• Quoted passage:

=== Section Start ===

Over 80 percent of adults in the U.S. don't get enough exercise, according to the most recent data from the Centers for Disease Control. The reasons why weren't studied, but it's not hard to guess. Too much work, family concerns, fear, cost of a gym membership, getting sweaty ruins a good blowout — there are as many excuses as there are people, but what many of them boil down to is time. Between helping kids with homework, finishing up all those work emails and binge-watching Jessica Jones, it's hard to carve out a solid 30-60 minutes to work out.
Yet what we often overlook when we talk about how many people don't exercise is how many people do. What are those 20 percent of regular exercisers doing that everyone else isn't? We all have the same 24 hours in a day, so where is their free time coming from? Researchers decided to answer that question in a study fittingly called, "In search of lost time: When people undertake a new exercise program, where does the time come from?" published in the Journal of Science and Medicine in Sport.
The answer to the time-crunch question is quite simple, it turns out: Exercisers were trading television for the gym.

=== Section End ===

• Exercise instructions:
1. What does the article on exercise and time say exercisers were trading for the gym?
2. Retype the article on exercise and time between "Over 80 percent" and "to work out.", inclusive.
3. Continue the article on exercise and time from its last sentence.
None of the lines that follow are needed.

• Dataset records:
=== Section Start ===

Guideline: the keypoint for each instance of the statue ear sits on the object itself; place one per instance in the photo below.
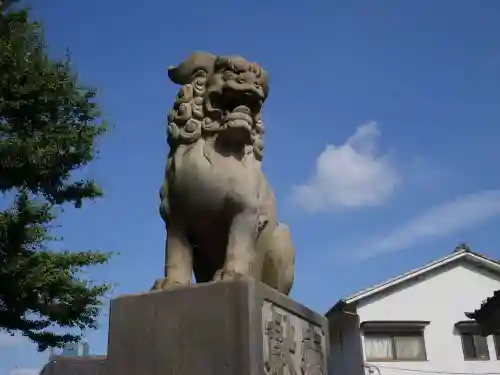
(183, 73)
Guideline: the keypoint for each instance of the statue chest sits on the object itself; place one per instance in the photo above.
(212, 183)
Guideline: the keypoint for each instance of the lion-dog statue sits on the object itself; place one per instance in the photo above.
(219, 210)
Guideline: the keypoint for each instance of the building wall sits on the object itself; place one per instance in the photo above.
(346, 356)
(441, 298)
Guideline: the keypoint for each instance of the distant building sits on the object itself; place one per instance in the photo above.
(78, 349)
(415, 323)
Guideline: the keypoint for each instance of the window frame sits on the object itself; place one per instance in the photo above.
(391, 330)
(496, 343)
(474, 337)
(471, 328)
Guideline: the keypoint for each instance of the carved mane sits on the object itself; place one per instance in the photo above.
(191, 119)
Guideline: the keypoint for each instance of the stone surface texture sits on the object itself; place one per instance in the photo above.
(233, 327)
(218, 207)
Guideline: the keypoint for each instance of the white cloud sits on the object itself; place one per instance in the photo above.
(465, 212)
(8, 341)
(350, 175)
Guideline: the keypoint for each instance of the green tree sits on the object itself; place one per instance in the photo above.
(48, 126)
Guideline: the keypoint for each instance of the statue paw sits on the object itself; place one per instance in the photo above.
(166, 284)
(229, 274)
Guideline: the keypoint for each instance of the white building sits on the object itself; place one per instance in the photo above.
(415, 324)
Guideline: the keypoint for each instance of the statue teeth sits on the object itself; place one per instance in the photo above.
(242, 109)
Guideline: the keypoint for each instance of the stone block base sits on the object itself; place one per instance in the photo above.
(226, 328)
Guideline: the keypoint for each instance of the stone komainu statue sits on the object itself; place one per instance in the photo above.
(217, 205)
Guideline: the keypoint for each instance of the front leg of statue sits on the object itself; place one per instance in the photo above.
(240, 253)
(178, 260)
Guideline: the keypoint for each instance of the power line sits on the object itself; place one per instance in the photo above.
(370, 365)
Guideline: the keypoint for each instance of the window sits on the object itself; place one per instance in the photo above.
(496, 339)
(475, 347)
(401, 346)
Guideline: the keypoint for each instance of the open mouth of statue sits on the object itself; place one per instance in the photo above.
(239, 110)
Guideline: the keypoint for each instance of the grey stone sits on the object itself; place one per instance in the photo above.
(224, 328)
(218, 207)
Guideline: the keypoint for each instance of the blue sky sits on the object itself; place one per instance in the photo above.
(382, 131)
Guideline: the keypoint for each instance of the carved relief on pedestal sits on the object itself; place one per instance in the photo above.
(292, 345)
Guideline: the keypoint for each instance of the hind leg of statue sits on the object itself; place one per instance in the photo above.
(240, 252)
(279, 260)
(178, 261)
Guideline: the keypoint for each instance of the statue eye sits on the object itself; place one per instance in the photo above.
(230, 74)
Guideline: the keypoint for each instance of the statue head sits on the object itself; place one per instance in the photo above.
(221, 97)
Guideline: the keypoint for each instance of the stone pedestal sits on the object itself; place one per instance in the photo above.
(225, 328)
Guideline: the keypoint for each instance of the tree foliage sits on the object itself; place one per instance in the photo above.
(48, 127)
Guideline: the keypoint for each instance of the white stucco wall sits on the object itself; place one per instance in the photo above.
(441, 298)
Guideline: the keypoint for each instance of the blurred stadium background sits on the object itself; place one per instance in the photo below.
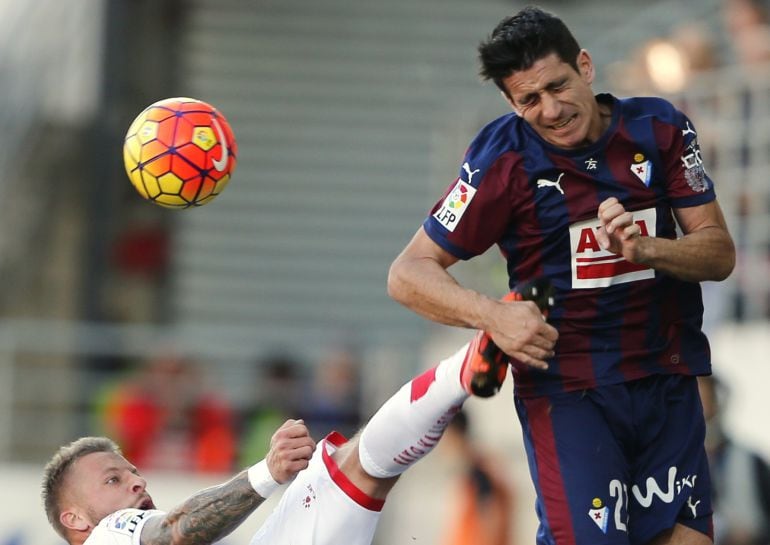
(351, 117)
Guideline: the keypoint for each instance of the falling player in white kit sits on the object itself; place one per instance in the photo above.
(94, 496)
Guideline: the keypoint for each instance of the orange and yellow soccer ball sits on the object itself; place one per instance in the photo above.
(180, 152)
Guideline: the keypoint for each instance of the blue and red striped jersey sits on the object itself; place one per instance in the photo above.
(617, 321)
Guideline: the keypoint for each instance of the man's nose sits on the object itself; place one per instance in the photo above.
(138, 484)
(551, 107)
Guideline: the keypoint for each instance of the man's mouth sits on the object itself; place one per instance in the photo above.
(564, 122)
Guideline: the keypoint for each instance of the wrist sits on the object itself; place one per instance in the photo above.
(262, 480)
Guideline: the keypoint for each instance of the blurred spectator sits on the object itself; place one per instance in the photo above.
(164, 417)
(484, 500)
(740, 478)
(748, 27)
(277, 398)
(334, 400)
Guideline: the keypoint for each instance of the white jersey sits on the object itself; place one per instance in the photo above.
(121, 528)
(322, 506)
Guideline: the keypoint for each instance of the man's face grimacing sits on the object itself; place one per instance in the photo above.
(557, 101)
(98, 484)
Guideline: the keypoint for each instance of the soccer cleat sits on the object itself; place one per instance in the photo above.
(485, 365)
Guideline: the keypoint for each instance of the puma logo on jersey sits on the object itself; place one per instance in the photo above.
(548, 183)
(467, 169)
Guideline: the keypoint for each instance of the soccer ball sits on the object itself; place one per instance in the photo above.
(180, 152)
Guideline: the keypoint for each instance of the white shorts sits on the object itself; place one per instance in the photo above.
(322, 506)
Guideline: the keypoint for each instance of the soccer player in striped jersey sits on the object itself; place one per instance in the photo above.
(587, 190)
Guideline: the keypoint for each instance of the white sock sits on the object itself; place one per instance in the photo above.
(411, 422)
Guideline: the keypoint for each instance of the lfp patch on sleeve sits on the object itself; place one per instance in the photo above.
(455, 204)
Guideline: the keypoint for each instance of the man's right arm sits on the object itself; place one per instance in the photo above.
(419, 280)
(214, 512)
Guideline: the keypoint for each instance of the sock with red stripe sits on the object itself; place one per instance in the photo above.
(411, 422)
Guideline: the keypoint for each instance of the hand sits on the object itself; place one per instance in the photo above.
(618, 232)
(291, 448)
(519, 329)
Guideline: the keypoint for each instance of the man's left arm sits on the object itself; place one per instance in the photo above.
(705, 252)
(214, 512)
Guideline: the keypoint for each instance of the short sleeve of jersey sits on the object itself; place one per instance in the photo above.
(688, 182)
(122, 527)
(476, 208)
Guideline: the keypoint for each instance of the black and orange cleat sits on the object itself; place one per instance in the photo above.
(485, 366)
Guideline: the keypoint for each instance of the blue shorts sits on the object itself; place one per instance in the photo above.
(617, 465)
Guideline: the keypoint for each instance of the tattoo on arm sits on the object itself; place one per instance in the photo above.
(205, 517)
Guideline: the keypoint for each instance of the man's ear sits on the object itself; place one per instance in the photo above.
(73, 520)
(586, 67)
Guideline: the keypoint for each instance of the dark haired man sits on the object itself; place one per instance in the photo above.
(587, 190)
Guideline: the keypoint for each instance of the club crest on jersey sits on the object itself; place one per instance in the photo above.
(642, 169)
(694, 172)
(599, 514)
(595, 267)
(456, 203)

=== Section End ===

• Results of the tasks:
1. Television.

2.
Over 80 percent of adults in the U.S. don't get enough exercise, according to the most recent data from the Centers for Disease Control. The reasons why weren't studied, but it's not hard to guess. Too much work, family concerns, fear, cost of a gym membership, getting sweaty ruins a good blowout — there are as many excuses as there are people, but what many of them boil down to is time. Between helping kids with homework, finishing up all those work emails and binge-watching Jessica Jones, it's hard to carve out a solid 30-60 minutes to work out.

3.
Researchers divided 129 inactive adults into three groups: one group that did an "extensive" exercise routine, another that did a moderate routine and the control group, which stuck with Netflix and their couch. Over six weeks they monitored how each person spent their time. They discovered that for both exercise groups, invariably the time to exercise came from time previously spent watching the tube. Participants weren't slacking off at work, ignoring their families or letting their homes devolve into chaos so they could hit the gym. They were simply watching TV for about 52 minutes less, per day.
This busts the myth that many have about fit people: that they live in the gym and that working out becomes their whole life. While that may be true for a small number (and it's a problem when it does happen), the vast majority of exercisers just cut out a couple of shows a week. Admit it: There are some shows in your Hulu queue that you totally could miss.
You don't have to choose between having a life and getting a workout — it's totally possible to do both. And thanks to the many proven benefits of exercise, working out will probably make you more efficient at your job, more energetic with your family and stronger for your hobbies. Oh, and then there's that whole living a longer, happier life thing.